§ EXERCISE INSTRUCTIONS: Below are some records; print every one of them exactly.

[[ DATA RECORDS, beginning ]]

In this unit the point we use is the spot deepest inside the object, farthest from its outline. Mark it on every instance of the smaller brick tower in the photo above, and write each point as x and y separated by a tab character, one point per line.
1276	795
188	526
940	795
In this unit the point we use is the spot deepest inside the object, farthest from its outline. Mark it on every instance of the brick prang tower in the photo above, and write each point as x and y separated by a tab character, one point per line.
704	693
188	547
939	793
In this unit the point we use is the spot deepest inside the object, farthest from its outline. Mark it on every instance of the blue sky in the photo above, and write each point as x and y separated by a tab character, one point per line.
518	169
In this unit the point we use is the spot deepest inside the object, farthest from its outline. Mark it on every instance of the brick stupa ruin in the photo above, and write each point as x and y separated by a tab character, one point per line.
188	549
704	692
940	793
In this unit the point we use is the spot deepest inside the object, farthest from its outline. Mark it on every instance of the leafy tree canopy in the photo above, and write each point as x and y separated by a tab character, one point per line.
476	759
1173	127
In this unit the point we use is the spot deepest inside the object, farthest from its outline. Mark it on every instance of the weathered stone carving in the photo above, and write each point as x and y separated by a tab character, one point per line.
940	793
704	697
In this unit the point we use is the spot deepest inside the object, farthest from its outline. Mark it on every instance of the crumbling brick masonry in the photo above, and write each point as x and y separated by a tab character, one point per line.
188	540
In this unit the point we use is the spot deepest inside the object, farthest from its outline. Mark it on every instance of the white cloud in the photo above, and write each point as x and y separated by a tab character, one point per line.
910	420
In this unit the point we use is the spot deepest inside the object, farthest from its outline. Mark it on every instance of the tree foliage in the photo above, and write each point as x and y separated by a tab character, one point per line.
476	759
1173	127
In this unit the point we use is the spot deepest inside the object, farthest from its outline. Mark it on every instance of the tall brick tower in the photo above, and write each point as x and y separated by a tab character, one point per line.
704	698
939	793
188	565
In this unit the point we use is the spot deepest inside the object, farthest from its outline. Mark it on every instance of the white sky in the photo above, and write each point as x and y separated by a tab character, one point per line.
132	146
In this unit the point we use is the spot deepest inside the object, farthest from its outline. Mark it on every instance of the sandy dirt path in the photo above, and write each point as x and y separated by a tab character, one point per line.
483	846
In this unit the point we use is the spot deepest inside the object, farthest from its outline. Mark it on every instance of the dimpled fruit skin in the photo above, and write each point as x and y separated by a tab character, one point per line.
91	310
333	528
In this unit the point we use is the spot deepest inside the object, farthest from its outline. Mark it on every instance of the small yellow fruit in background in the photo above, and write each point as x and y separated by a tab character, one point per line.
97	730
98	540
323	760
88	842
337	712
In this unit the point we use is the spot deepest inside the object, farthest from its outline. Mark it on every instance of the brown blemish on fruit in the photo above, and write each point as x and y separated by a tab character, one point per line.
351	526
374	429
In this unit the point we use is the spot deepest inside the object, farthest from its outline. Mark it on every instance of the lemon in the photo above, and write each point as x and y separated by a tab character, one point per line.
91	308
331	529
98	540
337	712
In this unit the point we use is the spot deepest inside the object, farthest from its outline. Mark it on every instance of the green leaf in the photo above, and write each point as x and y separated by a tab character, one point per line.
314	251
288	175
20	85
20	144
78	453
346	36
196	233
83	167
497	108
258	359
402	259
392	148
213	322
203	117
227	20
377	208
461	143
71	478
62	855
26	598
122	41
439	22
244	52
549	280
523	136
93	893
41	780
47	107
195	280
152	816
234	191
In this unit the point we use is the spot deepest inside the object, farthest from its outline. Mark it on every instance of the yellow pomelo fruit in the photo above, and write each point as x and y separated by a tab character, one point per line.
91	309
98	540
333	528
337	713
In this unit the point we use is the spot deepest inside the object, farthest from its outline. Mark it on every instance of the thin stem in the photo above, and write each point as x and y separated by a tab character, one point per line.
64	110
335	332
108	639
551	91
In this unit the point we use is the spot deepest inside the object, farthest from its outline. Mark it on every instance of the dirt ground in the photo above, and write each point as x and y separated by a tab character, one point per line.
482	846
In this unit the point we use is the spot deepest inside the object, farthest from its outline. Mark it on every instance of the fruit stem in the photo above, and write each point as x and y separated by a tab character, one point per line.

[[ DATA RECORDS, end ]]

§ RESULT BELOW:
In this unit the point we use is the spot deepest inside the object, farthest from its outline. Mark it on every instance of the smaller brick tower in the photo above, and write each point as x and y separated by a tab character, one point per line.
1276	795
188	526
940	795
In this unit the point we use is the spot deepest inside the object, farthest from its outline. Mark it on every instance of the brick prang tower in the photo above, and write each point as x and y separated by a tab character, one point per line.
704	693
188	547
939	793
In this unit the point we use is the spot deepest inside the object, farthest from its outline. Mark it on every instance of the blue sky in the photo above, and write each point as x and y separated by a tab character, one point per line.
518	169
In this unit the point we use is the spot deepest inside the object, farthest from its outline. Mark it on every instance of the brick stupa ruin in the photo above, and write each point as x and y separated by a tab character, one point per line.
188	549
704	692
940	793
In this unit the point we use is the spot deepest inside the object, farthest from its outline. Mark it on every instance of the leafy tree canopy in the photo above, and write each point as x and y separated by a tab character, one point per line.
476	759
1173	127
In this unit the point we use is the spot deepest inside the object, farthest from its outline. Mark it on every instance of the weathered stone carving in the photo above, and write each point as x and y separated by a tab character, one point per line.
940	793
704	697
In this unit the point we use is the spot deepest inside the object, farthest from its outline. Mark it on every instance of the crumbling brick masonry in the photo above, and write each point as x and y separated by a tab character, one point per line.
188	540
In this unit the point we use is the spot deepest inside the object, farthest from its outline. Mark it on every instance of the white cloud in the photo above, and write each point as x and y separated by a tab character, one point per line.
910	420
In this unit the point we use is the spot deepest inside the object, farthest from its outline. Mark it on every instance of the tree foliage in the photo above, and write each point as x and y separated by a tab character, one point per line.
476	759
1173	127
In this unit the point we use is the spot deepest inside the object, farthest from its outline. Mark it on every instance of the tall brick tower in the photo above, and write each point as x and y separated by a tab character, one point per line.
704	698
939	793
188	565
In this unit the point we use is the spot deepest inside the object, farthest from its outline. Mark it on every instance of the white sky in the photo above, and write each point as x and y separated by a tab character, one point per line.
132	146
In this unit the point we use is the spot deepest inside the object, farthest from its outline. Mark it on every instance of the sandy dirt path in the photo above, and write each point as x and y separated by a tab character, one point per line.
483	846
In this unit the point we use is the spot deepest inside the object, farthest from its outline. Mark it on every instance of the dimpled fruit skin in the photo above, and write each point as x and y separated by a tab character, one point per line.
91	310
333	528
In this unit the point we use is the spot deepest inside the object, farthest from its outline. Mark it on every instance of the small yellow fruit in background in the photo above, and write each point as x and y separated by a tab character, one point per line.
97	730
98	540
323	760
88	842
337	712
In this unit the point we use is the spot deepest inside the object, farthest from its outline. Mark it on every instance of the brown blemish on fruit in the photo above, and write each point as x and y separated by a tab character, one point per line.
351	526
374	429
In this unit the point we use is the spot deepest inside the object, farthest from its outline. Mark it on every instance of the lemon in the photo above, and write each point as x and y separated by a tab character, one point per line.
91	308
331	529
98	540
337	712
In this unit the point we use is the spot deepest inside the object, farthest from its outline. Mark it on every instance of the green leaf in the photo above, and write each point as x and y separated by a tab character, one point per line.
314	251
288	175
20	85
20	144
78	453
346	36
196	233
83	167
497	108
258	359
402	259
392	148
213	322
203	117
227	20
377	208
461	143
71	478
62	855
26	598
122	41
439	22
244	52
549	280
523	136
93	893
41	780
47	107
195	280
152	816
234	191
In this unit the point we use is the spot deepest inside the object, farthest from its outline. Mark it on every instance of the yellow pomelo fruit in the photo above, and write each point as x and y separated by a tab character, one point per line.
91	309
98	540
333	528
337	713
In this unit the point we use is the spot deepest inside the object, farthest from its outline. Mark it on every instance of the thin stem in the photo above, and write each point as x and y separated by a tab character, one point per line.
64	110
335	332
108	639
551	91
In this unit the point we use is the spot deepest inside the object, farthest from its outline. Mark it on every instance of the dirt ground in the photo above, and write each point as x and y separated by a tab character, one point per line.
482	846
In this unit the point we use is the spot deepest inside the object, farthest from its outline. Mark it on every instance of the fruit stem in the photo above, and write each point as x and y separated by a tab character, one point per line.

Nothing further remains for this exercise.